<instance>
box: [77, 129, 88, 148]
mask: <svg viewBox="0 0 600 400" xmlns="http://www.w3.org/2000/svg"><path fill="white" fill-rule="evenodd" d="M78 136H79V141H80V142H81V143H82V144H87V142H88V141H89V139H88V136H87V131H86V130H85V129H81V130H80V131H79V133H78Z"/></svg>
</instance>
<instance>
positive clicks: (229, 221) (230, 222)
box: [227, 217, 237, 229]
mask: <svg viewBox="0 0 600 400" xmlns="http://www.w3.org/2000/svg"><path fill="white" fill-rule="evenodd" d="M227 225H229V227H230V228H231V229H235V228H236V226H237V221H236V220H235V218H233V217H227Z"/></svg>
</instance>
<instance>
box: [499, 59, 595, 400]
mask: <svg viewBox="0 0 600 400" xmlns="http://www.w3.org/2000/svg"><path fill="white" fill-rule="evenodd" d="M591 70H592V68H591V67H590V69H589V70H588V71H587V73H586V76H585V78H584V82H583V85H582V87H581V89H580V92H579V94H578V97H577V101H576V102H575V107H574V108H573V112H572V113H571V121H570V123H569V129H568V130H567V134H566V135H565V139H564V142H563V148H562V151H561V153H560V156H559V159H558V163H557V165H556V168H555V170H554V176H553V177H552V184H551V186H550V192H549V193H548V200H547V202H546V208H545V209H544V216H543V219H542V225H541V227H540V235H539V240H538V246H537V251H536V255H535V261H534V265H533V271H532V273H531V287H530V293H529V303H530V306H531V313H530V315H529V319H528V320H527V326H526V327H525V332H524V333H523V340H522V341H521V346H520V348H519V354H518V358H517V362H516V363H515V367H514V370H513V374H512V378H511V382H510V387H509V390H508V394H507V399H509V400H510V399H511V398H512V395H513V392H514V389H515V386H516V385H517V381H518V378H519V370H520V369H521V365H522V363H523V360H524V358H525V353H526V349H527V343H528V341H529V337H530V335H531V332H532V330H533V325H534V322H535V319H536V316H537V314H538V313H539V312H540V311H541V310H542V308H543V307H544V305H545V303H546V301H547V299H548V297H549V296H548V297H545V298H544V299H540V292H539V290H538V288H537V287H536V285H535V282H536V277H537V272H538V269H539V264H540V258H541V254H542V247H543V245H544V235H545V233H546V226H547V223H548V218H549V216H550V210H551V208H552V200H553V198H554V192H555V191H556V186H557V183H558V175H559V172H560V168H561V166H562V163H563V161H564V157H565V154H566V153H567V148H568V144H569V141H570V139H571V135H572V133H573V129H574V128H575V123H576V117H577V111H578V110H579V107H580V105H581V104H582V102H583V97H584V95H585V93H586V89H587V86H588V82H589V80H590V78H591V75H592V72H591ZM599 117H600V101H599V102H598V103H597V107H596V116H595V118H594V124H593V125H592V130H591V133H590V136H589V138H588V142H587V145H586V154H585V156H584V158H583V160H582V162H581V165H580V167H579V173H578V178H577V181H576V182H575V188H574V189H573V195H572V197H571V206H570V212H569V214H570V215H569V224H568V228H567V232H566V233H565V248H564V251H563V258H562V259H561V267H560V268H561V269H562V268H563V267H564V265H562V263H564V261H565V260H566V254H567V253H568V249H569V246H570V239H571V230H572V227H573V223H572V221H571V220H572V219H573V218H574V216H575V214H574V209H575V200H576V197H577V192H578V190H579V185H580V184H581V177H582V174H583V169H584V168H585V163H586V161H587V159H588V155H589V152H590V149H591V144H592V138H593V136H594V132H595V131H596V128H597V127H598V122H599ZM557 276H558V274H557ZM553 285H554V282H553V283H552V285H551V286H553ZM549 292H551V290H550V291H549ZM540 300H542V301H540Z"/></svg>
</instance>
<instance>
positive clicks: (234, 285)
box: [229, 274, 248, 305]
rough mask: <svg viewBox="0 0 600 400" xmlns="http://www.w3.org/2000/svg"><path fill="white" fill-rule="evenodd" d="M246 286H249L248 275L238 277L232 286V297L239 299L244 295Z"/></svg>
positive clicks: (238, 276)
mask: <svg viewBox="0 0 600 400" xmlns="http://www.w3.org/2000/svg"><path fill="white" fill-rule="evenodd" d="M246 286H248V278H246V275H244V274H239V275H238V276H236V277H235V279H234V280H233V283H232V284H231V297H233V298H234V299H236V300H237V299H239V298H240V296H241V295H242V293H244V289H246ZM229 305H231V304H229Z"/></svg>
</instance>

━━━

> Work instructions: Write out only what runs from the line holding "rough mask: <svg" through the last line of the records, exactly as shown.

> Response to this task:
rough mask: <svg viewBox="0 0 600 400" xmlns="http://www.w3.org/2000/svg"><path fill="white" fill-rule="evenodd" d="M246 286H249L248 275L238 277L232 286V297L239 299L244 295Z"/></svg>
positive clicks: (238, 276)
mask: <svg viewBox="0 0 600 400" xmlns="http://www.w3.org/2000/svg"><path fill="white" fill-rule="evenodd" d="M246 286H248V278H246V275H244V274H239V275H238V276H236V277H235V279H234V280H233V283H232V284H231V297H233V298H234V299H236V300H237V299H239V298H240V296H241V295H242V293H244V289H246ZM229 305H231V304H229Z"/></svg>
</instance>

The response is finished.